Given information ->
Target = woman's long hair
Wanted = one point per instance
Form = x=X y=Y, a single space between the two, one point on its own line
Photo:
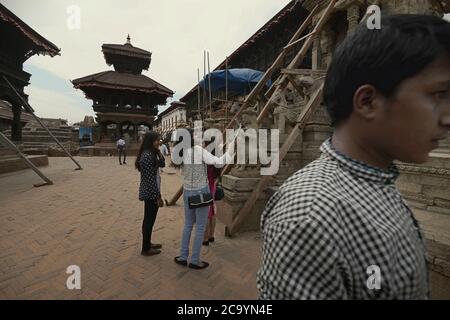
x=148 y=144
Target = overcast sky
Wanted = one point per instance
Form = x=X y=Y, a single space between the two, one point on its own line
x=175 y=31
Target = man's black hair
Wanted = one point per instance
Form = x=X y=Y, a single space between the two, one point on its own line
x=402 y=48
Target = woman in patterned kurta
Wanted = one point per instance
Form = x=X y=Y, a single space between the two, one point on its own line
x=148 y=162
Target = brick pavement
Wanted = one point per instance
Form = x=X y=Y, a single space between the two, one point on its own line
x=92 y=218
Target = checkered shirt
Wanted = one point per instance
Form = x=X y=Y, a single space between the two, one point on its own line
x=330 y=224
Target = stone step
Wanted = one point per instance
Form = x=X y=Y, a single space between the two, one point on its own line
x=44 y=138
x=15 y=163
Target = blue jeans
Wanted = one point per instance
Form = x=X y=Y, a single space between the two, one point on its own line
x=199 y=217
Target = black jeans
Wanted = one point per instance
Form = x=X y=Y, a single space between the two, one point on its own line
x=150 y=211
x=123 y=152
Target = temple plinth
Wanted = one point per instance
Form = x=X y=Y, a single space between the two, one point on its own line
x=123 y=98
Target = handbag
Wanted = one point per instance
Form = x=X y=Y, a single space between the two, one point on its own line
x=203 y=199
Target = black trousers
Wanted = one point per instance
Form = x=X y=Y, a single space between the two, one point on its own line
x=150 y=212
x=123 y=152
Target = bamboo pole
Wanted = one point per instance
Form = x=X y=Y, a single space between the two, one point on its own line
x=210 y=91
x=31 y=111
x=8 y=143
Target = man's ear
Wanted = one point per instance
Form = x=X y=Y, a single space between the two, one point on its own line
x=365 y=102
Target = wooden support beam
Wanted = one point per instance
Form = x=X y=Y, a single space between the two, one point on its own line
x=295 y=84
x=8 y=143
x=276 y=65
x=261 y=84
x=298 y=58
x=31 y=111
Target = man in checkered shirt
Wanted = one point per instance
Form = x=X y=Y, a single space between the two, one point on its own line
x=339 y=229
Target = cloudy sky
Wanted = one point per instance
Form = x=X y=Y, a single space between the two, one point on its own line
x=175 y=31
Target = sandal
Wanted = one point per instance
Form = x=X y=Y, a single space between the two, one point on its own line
x=181 y=262
x=203 y=265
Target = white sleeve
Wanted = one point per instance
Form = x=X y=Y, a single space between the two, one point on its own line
x=210 y=159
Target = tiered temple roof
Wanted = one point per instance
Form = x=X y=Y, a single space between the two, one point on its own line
x=128 y=62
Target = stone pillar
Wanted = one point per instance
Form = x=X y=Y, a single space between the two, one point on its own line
x=16 y=127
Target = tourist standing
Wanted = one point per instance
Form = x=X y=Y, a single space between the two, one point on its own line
x=196 y=188
x=121 y=148
x=148 y=161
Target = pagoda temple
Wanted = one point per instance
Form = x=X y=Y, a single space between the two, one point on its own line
x=123 y=99
x=19 y=42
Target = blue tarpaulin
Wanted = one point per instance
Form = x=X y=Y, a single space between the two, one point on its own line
x=240 y=81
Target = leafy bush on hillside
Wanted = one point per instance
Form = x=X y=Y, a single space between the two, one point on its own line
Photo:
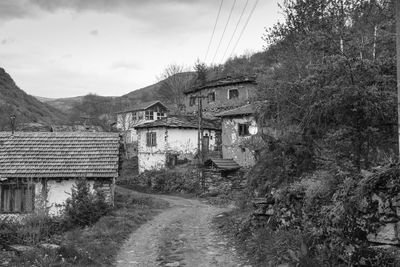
x=84 y=207
x=165 y=181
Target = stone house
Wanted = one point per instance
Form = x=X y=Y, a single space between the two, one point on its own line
x=222 y=176
x=140 y=113
x=222 y=94
x=238 y=125
x=39 y=169
x=168 y=141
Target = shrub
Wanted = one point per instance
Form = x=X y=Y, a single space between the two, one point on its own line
x=84 y=207
x=29 y=230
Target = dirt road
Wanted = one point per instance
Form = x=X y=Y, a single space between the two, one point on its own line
x=180 y=236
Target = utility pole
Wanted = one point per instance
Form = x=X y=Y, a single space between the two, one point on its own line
x=397 y=3
x=200 y=127
x=12 y=122
x=200 y=131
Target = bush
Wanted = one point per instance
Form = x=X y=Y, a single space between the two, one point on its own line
x=30 y=230
x=165 y=181
x=84 y=207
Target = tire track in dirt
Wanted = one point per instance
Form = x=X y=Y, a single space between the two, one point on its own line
x=180 y=236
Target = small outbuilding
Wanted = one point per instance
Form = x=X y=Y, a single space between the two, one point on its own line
x=165 y=142
x=39 y=169
x=238 y=125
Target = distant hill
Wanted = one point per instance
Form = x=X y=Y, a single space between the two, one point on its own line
x=63 y=104
x=152 y=92
x=95 y=106
x=27 y=108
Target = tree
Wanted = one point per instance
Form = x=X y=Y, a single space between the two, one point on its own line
x=330 y=74
x=175 y=80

Assignment ->
Pictures aside, return all of the material exactly as written.

Answer box ->
Target = woman's long hair
Wanted = one point per instance
Form = x=X y=Y, a single space between the two, one point on its own line
Photo:
x=148 y=144
Target = overcast sky
Wanted = one point per instance
Form = x=X y=Y, a single space between the two, one point on its own line
x=175 y=31
Target = man's black hair
Wanted = one point per instance
Form = x=X y=Y, a single space between the two, one point on its own line
x=402 y=48
Target = woman in patterned kurta
Wanted = one point per instance
Form = x=X y=Y, a single space between the two, one point on its own line
x=148 y=162
Target = brick pavement
Wanted = one point per instance
Form = x=X y=Y, a single space between the two, one point on its own line
x=92 y=218
Target = checkered shirt
Wanted = one point per instance
Form = x=X y=Y, a single space between the two, one point on its own line
x=330 y=224
Target = stone step
Wanted = one point per instance
Form = x=X y=Y, a single space between the two, one point on its own line
x=44 y=138
x=15 y=163
Target = blue jeans
Wanted = one point per instance
Form = x=X y=Y, a single space between the two, one point on its own line
x=199 y=217
Target = black jeans
Wanted = one point per instance
Form = x=X y=Y, a single space between the two, one point on its own line
x=150 y=211
x=123 y=152
Target = temple plinth
Wanted = one point per instance
Form = x=X y=Y, a single space between the two, one point on its own line
x=123 y=98
Target = handbag
Wanted = one point per instance
Form = x=X y=Y, a single space between the two, one point on its own line
x=203 y=199
Target = black trousers
Wanted = one point per instance
Form = x=X y=Y, a single space between the two, one point on its own line
x=150 y=212
x=123 y=152
Target = bamboo pole
Wanted = one point per instance
Form = x=X y=Y, a single space between the two, one point on its own line
x=210 y=91
x=31 y=111
x=8 y=143
Target = man's ear
Wanted = one point per instance
Form = x=X y=Y, a single space between the two, one point on its own line
x=365 y=102
Target = wooden support beam
Wanted = one point per instance
Form = x=X y=Y, a single space between the two, one point on its own line
x=295 y=84
x=8 y=143
x=276 y=65
x=261 y=84
x=298 y=58
x=31 y=111
Target = man in checkered shirt
Wanted = one point per instance
Form = x=X y=Y, a single space between the two, one point on its own line
x=339 y=229
Target = cloudy sky
Wanted = one point per instance
Form = x=X y=Y, a single space between the two, one point on its own line
x=175 y=31
Target = sandal
Wanted = one point per instance
Form = x=X y=Y, a single space between the two, one point on its own line
x=181 y=262
x=203 y=265
Target = white sleeve
Wanted = one point per instance
Form = x=X y=Y, a single space between the two, one point on its own line
x=210 y=159
Target = tiered temple roof
Wanted = one point per instance
Form = x=X y=Y, a single space between the two, one point on its own line
x=128 y=62
Target = stone pillar
Wanted = one point per instance
Form = x=X y=Y, a single space between the two, one point on its own line
x=16 y=127
Target = tourist standing
Wanted = one point per instance
Form = x=X y=Y, a single space between the two, one point on its own line
x=196 y=188
x=121 y=148
x=148 y=161
Target = pagoda temple
Wanted = one point per instance
Form = x=X y=Y, a single space between the two, one point on its own line
x=123 y=99
x=19 y=42
Target = blue tarpaulin
Wanted = one point per instance
Form = x=X y=Y, a single space between the two, one point on its own line
x=240 y=81
Target = leafy bush on hillside
Wanted = one point per instance
Form = x=X y=Y, a single space between the two, one point on its own line
Photo:
x=84 y=207
x=165 y=181
Target = stone house
Wanted = one point per instance
Form = x=X y=Y, a single space between the two, one point on its own line
x=222 y=176
x=140 y=113
x=222 y=94
x=238 y=125
x=39 y=169
x=168 y=141
Target = shrub
Wanted = one point per instance
Form = x=X y=Y, a single space between the two, one point on its own line
x=84 y=207
x=29 y=230
Target = dirt road
Wanted = one point per instance
Form = x=X y=Y, a single space between the two, one point on its own line
x=180 y=236
Target = utility pole
Wanted = one point per instance
Form = x=X y=Y, a single space between the two, one point on its own line
x=397 y=3
x=200 y=127
x=12 y=122
x=200 y=131
Target = bush
Wanted = one point per instance
Form = x=X y=Y, a single space between the two, one point on its own line
x=30 y=230
x=165 y=181
x=84 y=207
Target = tire track in dirt
Wanted = one point per instance
Form = x=X y=Y, a single space between the two, one point on its own line
x=180 y=236
Target = small outbuilding
Wanted = one point per instance
Form = x=X y=Y, a single space between the two, one point on its own line
x=165 y=142
x=39 y=169
x=238 y=125
Target = distant hill
Wanted = one point per instance
Form = x=X y=Y, a single space between the two, one point on its own line
x=63 y=104
x=152 y=92
x=95 y=106
x=27 y=108
Target = tree
Wanted = one point per instance
Form = x=X y=Y, a single space between the two, one point on its own line
x=330 y=74
x=175 y=80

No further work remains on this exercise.